#### 元の文章:
────────────────

公開日:2021.03.24 / 最終更新日:2023.10.30 賃貸管理 費用立ち退き相場

立ち退き費用の規定とは。内訳や決め方、相場について解説

入居者に立ち退きをお願いする場合、様々な費用が生じます。今回は不動産オーナーが押さえておくべき、立ち退き料の規定について説明します。

賃貸物件における立ち退き料とは

まずは、立ち退き料がどのような費用で、なぜ必要なのかをみていきます。

立ち退き料とは何か?

立ち退き料とは、貸主が借主に退去を求める場合に、借主の損害を補填するために貸主から借主に支払う金銭のことです。つまり、物件の借主に退去してもらう場合に支払う費用です。

立ち退き料は法律用語ではなく、また、法的に明確な支払い義務があるというようなものではありません。

そもそも立ち退きとは

借地借家法の第一節建物賃貸借契約の更新等の第二十八条では、次のように書かれています。

「建物の賃貸人による第二十六条第一項の通知又は建物の賃貸借の解約の申入れは、建物の賃貸人及び賃借人(転借人を含む。以下この条において同じ。)が建物の使用を必要とする事情のほか、建物の賃貸借に関する従前の経過、建物の利用状況及び建物の現況並びに建物の賃貸人が建物の明渡しの条件として又は建物の明渡しと引換えに建物の賃借人に対して財産上の給付をする旨の申出をした場合におけるその申出を考慮して、正当の事由があると認められる場合でなければすることができない。」

────────────────

#### 作業指示:
上にある立ち退き料の解説文を、一字も変えずに最初から最後まで全文返すこと。

────────────────

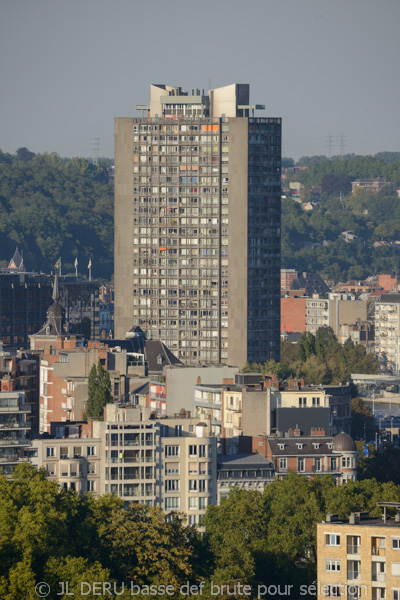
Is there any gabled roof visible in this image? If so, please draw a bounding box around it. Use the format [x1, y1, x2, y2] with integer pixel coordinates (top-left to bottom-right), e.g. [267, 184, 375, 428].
[290, 273, 331, 296]
[106, 327, 183, 374]
[268, 436, 333, 456]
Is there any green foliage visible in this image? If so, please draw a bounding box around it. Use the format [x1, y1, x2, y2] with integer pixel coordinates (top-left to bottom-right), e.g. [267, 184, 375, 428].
[86, 362, 112, 419]
[243, 327, 379, 385]
[0, 464, 400, 600]
[204, 472, 400, 598]
[282, 153, 400, 281]
[0, 148, 113, 279]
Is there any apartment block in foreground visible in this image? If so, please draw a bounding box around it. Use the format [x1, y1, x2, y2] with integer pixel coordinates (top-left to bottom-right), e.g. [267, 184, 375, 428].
[317, 502, 400, 600]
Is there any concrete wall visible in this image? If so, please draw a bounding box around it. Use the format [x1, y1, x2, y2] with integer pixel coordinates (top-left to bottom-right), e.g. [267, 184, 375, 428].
[242, 389, 271, 436]
[228, 118, 248, 368]
[114, 118, 134, 339]
[165, 367, 239, 415]
[281, 298, 306, 333]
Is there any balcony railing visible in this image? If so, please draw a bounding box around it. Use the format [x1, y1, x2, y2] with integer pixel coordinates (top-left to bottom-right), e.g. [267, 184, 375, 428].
[372, 546, 385, 556]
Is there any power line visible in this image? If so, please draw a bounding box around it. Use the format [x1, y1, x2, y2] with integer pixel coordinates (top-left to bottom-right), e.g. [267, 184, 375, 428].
[92, 135, 100, 166]
[338, 133, 346, 156]
[326, 134, 333, 158]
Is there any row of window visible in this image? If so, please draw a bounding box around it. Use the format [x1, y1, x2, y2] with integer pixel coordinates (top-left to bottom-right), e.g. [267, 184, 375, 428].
[165, 479, 210, 492]
[46, 446, 96, 459]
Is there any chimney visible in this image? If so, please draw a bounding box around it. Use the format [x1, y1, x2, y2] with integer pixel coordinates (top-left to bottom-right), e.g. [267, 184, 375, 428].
[1, 375, 15, 392]
[310, 427, 325, 437]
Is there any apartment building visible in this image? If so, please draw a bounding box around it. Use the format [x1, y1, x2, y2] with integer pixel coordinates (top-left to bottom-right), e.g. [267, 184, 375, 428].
[0, 342, 39, 432]
[217, 453, 275, 504]
[0, 391, 30, 476]
[375, 294, 400, 374]
[115, 83, 281, 367]
[317, 502, 400, 600]
[252, 429, 358, 485]
[306, 292, 367, 336]
[32, 403, 217, 525]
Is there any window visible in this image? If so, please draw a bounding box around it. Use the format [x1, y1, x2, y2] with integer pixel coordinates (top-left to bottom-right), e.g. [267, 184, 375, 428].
[165, 479, 179, 492]
[322, 584, 341, 598]
[165, 496, 179, 510]
[165, 463, 179, 475]
[392, 562, 400, 577]
[199, 498, 207, 510]
[325, 558, 340, 572]
[189, 496, 197, 510]
[165, 446, 179, 456]
[325, 533, 340, 546]
[347, 535, 361, 554]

────────────────

#### 回答全文:
公開日:2021.03.24 / 最終更新日:2023.10.30 賃貸管理 費用立ち退き相場

立ち退き費用の規定とは。内訳や決め方、相場について解説

入居者に立ち退きをお願いする場合、様々な費用が生じます。今回は不動産オーナーが押さえておくべき、立ち退き料の規定について説明します。

賃貸物件における立ち退き料とは

まずは、立ち退き料がどのような費用で、なぜ必要なのかをみていきます。

立ち退き料とは何か?

立ち退き料とは、貸主が借主に退去を求める場合に、借主の損害を補填するために貸主から借主に支払う金銭のことです。つまり、物件の借主に退去してもらう場合に支払う費用です。

立ち退き料は法律用語ではなく、また、法的に明確な支払い義務があるというようなものではありません。

そもそも立ち退きとは

借地借家法の第一節建物賃貸借契約の更新等の第二十八条では、次のように書かれています。

「建物の賃貸人による第二十六条第一項の通知又は建物の賃貸借の解約の申入れは、建物の賃貸人及び賃借人(転借人を含む。以下この条において同じ。)が建物の使用を必要とする事情のほか、建物の賃貸借に関する従前の経過、建物の利用状況及び建物の現況並びに建物の賃貸人が建物の明渡しの条件として又は建物の明渡しと引換えに建物の賃借人に対して財産上の給付をする旨の申出をした場合におけるその申出を考慮して、正当の事由があると認められる場合でなければすることができない。」